Problems to solve:
• 1. List every member the finance committee minutes record as present.
• 2. In the finance committee minutes, at what time was the meeting called to order?
### Text block ###
MINUTES OF THE METRO COUNCIL FINANCE COMMITTEE MEETING

 

Thursday, June 18, 1998

 

Metro Council Chamber

 

 

Members Present:  Patricia McCaig (Chair), Ruth McFarland (Vice Chair), Don Morissette,

     Ed Washington, Lisa Naito

 

Members Absent:  Jon Kvistad, Susan McLain

 

Chair McCaig called the meeting to order at 1:00 PM.

 

1.  CONSIDERATION OF MINUTES OF THE APRIL 15, 1998 BUDGET COMMITTEE MEETING AND THE APRIL 23, AND JUNE 3, 1998 FINANCE COMMITTEE MEETINGS.

 

Motion:  Councilor McFarland moved to adopt the minutes of the April 5, 1998 Budget Committee Meeting, and the April 23 and June 3, 1998 Finance Committee Meetings.

 

Seconded:  Councilor Washington seconded the motion.

 

Councilor Morissette noted that he had been absent from 2 of the meetings but would vote to adopt the minutes of the meeting he had attended.

 

Vote:    The motion was unanimously adopted as approved.

 

2.  ORDINANCE NO. 98-759, AN ORDINANCE AMENDING THE FY 1997-98 BUDGET AND APPROPRIATIONS SCHEDULE BY TRANSFERRING $8,000 FROM MATERIALS AND SERVICES TO PERSONAL SERVICES WITHIN THE OFFICE OF THE AUDITOR TO COMPLETE A CASH RECEIPTS AUDIT, AND DECLARING AN EMERGENCY.

 

Alexis Dow, Auditor, explained the $8,000 was needed because of part of her audit plan to look at controls surrounding cash receipts at outside locations including the Zoo, MERC facilities, parks and transfer stations. She said her research found it could be done for substantially less money by using a part-time person to do the work rather than hiring a consultant. She said because of that decision, a transfer of funds was necessary.

 

Motion:  Councilor Naito moved to bring Ordinance No. 98-759 to full council for adoption.

 

Second:  Councilor Washington seconded the motion to adopt the Ordinance.

 

Discussion:  Councilor McFarland clarified the ordinance would simply transfer money within the department and did not come from elsewhere.

 

Vote:    5 yes/ 0 nay/ 0 abstain. The motion carried unanimously of those present.

 

3.  RESOLUTION NO. 98-2665, FOR THE PURPOSE OF ADOPTING A CLASSIFICATION AND COMPENSATION PLAN FOR METRO NON-REPRESENTED EMPLOYEES.
### Supplied material ###
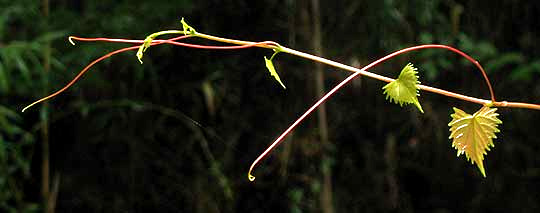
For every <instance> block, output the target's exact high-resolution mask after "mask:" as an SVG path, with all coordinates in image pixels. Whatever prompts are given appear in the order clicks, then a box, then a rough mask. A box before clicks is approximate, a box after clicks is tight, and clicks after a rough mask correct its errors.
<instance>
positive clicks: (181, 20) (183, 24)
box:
###
Problem solutions:
• 1. Patricia McCaig (Chair), Ruth McFarland (Vice Chair), Don Morissette, Ed Washington, Lisa Naito

• 2. 1:00 PM